§ **PROVIDED RECORDS**:
_ _ _ _

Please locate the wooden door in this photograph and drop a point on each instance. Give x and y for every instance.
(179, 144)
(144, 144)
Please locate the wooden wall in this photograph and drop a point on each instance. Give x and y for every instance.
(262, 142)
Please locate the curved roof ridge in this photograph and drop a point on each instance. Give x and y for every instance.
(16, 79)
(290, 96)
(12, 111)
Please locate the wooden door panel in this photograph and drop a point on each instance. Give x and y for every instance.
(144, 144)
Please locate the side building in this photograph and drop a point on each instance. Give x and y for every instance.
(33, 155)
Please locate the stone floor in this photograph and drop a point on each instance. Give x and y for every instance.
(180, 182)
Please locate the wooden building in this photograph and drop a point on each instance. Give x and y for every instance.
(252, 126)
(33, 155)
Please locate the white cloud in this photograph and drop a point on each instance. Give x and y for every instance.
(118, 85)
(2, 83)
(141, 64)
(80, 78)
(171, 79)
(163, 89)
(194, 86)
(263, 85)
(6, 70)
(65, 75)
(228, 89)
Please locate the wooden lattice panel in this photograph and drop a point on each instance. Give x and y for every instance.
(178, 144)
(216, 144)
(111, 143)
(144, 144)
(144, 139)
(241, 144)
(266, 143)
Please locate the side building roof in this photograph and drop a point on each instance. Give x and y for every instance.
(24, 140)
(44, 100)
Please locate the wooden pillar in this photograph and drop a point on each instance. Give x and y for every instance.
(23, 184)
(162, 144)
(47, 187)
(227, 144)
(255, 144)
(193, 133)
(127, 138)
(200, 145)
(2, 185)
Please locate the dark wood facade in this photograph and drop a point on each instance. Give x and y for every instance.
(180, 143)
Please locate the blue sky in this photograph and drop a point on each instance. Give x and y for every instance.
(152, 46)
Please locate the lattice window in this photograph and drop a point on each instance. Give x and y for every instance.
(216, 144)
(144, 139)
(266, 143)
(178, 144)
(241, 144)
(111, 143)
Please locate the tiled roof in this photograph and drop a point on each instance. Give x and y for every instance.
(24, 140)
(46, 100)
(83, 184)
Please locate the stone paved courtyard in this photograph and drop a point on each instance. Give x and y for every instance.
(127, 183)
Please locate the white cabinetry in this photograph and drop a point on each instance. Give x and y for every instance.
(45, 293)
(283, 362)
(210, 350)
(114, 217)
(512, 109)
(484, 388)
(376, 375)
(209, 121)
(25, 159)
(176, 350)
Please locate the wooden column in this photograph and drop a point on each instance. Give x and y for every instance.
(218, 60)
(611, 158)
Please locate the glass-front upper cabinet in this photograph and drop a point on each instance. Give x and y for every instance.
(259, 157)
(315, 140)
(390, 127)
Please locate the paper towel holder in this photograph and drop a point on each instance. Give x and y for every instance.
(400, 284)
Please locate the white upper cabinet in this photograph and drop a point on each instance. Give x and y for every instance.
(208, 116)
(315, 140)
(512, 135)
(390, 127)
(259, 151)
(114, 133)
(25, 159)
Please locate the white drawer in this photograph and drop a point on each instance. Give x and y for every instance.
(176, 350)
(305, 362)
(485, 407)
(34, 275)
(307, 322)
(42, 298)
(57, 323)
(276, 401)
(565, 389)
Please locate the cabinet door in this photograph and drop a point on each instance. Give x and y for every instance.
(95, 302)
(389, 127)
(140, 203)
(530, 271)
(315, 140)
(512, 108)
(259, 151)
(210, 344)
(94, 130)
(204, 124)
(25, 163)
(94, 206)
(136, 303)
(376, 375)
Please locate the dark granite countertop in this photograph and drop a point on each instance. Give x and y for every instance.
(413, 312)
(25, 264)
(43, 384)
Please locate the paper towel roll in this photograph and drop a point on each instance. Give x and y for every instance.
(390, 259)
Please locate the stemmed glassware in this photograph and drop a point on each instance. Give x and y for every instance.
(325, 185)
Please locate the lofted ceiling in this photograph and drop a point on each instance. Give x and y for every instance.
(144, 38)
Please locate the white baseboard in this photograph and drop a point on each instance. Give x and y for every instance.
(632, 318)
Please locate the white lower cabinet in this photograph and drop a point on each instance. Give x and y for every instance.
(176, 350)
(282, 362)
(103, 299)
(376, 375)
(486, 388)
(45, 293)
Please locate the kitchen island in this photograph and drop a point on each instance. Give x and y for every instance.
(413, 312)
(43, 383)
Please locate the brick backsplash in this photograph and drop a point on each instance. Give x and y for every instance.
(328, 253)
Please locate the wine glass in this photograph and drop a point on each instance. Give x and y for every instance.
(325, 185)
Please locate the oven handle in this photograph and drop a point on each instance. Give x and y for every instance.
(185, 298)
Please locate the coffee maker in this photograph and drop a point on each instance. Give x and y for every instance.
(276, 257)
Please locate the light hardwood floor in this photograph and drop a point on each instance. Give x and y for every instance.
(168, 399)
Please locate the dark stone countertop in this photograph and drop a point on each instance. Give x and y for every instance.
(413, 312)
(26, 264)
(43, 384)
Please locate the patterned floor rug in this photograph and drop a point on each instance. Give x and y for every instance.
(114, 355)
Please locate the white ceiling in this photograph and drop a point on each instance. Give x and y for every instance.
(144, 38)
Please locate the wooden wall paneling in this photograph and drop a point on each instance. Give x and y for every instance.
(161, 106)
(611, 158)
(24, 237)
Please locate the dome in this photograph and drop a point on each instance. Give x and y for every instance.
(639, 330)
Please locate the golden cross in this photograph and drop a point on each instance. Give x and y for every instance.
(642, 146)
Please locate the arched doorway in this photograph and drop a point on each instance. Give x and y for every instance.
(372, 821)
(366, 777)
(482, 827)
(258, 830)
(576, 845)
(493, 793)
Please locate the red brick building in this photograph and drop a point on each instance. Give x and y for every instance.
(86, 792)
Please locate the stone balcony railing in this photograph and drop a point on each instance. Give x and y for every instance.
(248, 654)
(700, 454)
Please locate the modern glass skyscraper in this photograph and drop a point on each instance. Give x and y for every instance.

_ _ _ _

Rewrite all of the items above, swapping "drop a point" for "place a marker" wherever it occurs and leaving everything else unchanged.

§ **ANSWER TO THE TASK**:
Please locate the wooden door in this photograph and place a marker on each instance. Give x and y for every instance.
(179, 144)
(144, 144)
Please locate the wooden wall in this photograph and place a marker on each instance. Give x and y for every instance.
(262, 142)
Please locate the curved roof ridge in this photograph and place a marker on each instance. Give x and y for every instance.
(16, 79)
(290, 96)
(12, 111)
Please locate the wooden door panel in this photograph and place a marker on each instance. Give x and y for every instance.
(144, 144)
Please locate the side building in this photograph and place a marker on each instance. Give x and y for every instance.
(33, 155)
Please locate the stone floor in this photograph and place a marker on each instance. Give x and y for every instance.
(180, 182)
Please locate the wooden building in this photograph and place a marker on each instance. Give x and y for every instance.
(252, 126)
(33, 155)
Please locate the white cloud in this photograph and place a marker on each instance. Give x and y for every instance.
(118, 85)
(2, 83)
(141, 64)
(80, 78)
(171, 79)
(163, 89)
(194, 86)
(263, 85)
(6, 70)
(65, 75)
(228, 89)
Please locate the wooden lattice panel in this photograph and place a marker on each instance. Give x and y for every instance.
(178, 144)
(216, 144)
(111, 143)
(144, 144)
(144, 139)
(241, 144)
(266, 143)
Please locate the side building roof in this photograph and place a marker on each instance. Give x and y for every instance.
(24, 140)
(44, 100)
Please locate the wooden pillar in this photograph and place a marker on each instance. Give x and y for every instance.
(23, 184)
(162, 144)
(47, 187)
(227, 144)
(255, 144)
(193, 133)
(127, 138)
(200, 145)
(2, 185)
Please locate the dark wood facade in this photograph and place a marker on each instance. Give x and y for every instance.
(180, 143)
Please locate the blue sky in this photograph and place a marker on each instance. Give x and y for every instance.
(152, 46)
Please locate the lattice window in this photograph and place a marker on each instance. Give x and y for every instance.
(216, 144)
(144, 139)
(266, 143)
(178, 144)
(241, 144)
(111, 143)
Please locate the tiled roof in this photograph and place a marker on each instance. Give x and y for every instance.
(24, 140)
(46, 100)
(83, 184)
Please locate the stone paved courtyard in this photograph and place a marker on each instance. Give x and y for every instance.
(127, 183)
Please locate the white cabinetry in this photograph and place a marker on each instance. Give x and y for every instance.
(45, 293)
(283, 362)
(210, 350)
(114, 217)
(512, 109)
(484, 388)
(376, 375)
(209, 121)
(25, 159)
(176, 350)
Please locate the wooden column in this photograph and place a marker on each instance. Give x and y for every instance.
(218, 60)
(611, 158)
Please locate the glass-front upper cabinet in this photograph and place a marker on each instance. Give x and y for every instance.
(259, 157)
(315, 140)
(390, 127)
Please locate the paper towel holder in this photograph and place a marker on each instance. Give x and y for every instance.
(400, 284)
Please locate the white upper cabinet in this photograph and place a marker on each instance. Give x and y for every instance.
(208, 116)
(315, 140)
(512, 135)
(390, 127)
(259, 151)
(114, 133)
(25, 159)
Please locate the white drawer in this photograph and place a marker on each instance. Give x and y for every instance.
(176, 350)
(305, 362)
(485, 407)
(34, 275)
(307, 322)
(42, 298)
(57, 323)
(276, 401)
(565, 389)
Please locate the cabinet door in this photograph and place a marker on each instance. Give x and y for every instance.
(95, 302)
(389, 127)
(140, 203)
(530, 271)
(315, 140)
(512, 108)
(259, 151)
(210, 344)
(94, 130)
(204, 124)
(25, 163)
(94, 206)
(136, 303)
(376, 375)
Please locate the dark granite countertop in this photograph and place a marker on each instance. Give x and y for every instance.
(413, 312)
(25, 264)
(43, 384)
Please locate the paper towel roll in this photograph and place a marker on each instance. Give x and y for every instance.
(390, 259)
Please locate the stemmed glassware in this photograph and place a marker on each instance. Give x and y for every instance.
(325, 185)
Please locate the lofted ceiling in this photograph and place a marker on each instance. Give x and y for every instance.
(144, 38)
Please locate the white baseboard in this photograph and place a marker on each instance. Give x and y for every instance.
(632, 318)
Please locate the white lower cabinet in this photograph and place a marker on each instance. Give x and y for every instance.
(176, 350)
(282, 362)
(103, 299)
(376, 375)
(486, 388)
(45, 293)
Please locate the kitchen island in this photograph and place a marker on each instance. Give x and y for every instance.
(413, 312)
(43, 383)
Please locate the brick backsplash in this photograph and place a marker on each instance. Give x and y for every instance.
(328, 253)
Please locate the wine glass in this photograph and place a marker on each instance. Give x and y for every instance.
(325, 185)
Please locate the oven handle in this photograph and place a marker on each instance. Give x and y for every instance.
(185, 298)
Please locate the coffee maker in this photograph and place a marker on each instance. Give x and y for every instance.
(276, 257)
Please locate the light hardwood floor in this photograph and place a marker on each instance. Give x and y for every instance.
(168, 399)
Please locate the dark stone countertop in this photograph and place a marker on each instance. Give x and y for every instance.
(413, 312)
(26, 264)
(43, 384)
Please locate the patterned floor rug in this photograph and place a marker on each instance. Give x and y for every instance.
(114, 355)
Please locate the white ceiling in this photograph and place a marker on each instance. Give x and y for every instance.
(144, 38)
Please locate the wooden wall paneling in this photograph and place a marker on each instance. Give x and y for every instance.
(161, 106)
(611, 158)
(24, 237)
Please locate the dome in this photograph and place a marker on each instance. Give x and y for every instance.
(639, 330)
Please locate the golden cross in this photograph and place a marker on each instance. Give x and y for every instance.
(642, 146)
Please locate the arched doorway in this photograph and place a marker on each instance. Give x and y for every instance.
(372, 821)
(366, 777)
(482, 827)
(258, 830)
(576, 845)
(493, 793)
Please locate the red brick building in this photograph and place a marker on each instance. Give x and y for every instance.
(86, 792)
Please locate the stone balcony railing in this photograph and place a marker on each instance. Give x and y for every instance.
(248, 654)
(700, 454)
Please locate the modern glass skyscraper in this photograph and place a marker on each instance. Give x and y for every instance.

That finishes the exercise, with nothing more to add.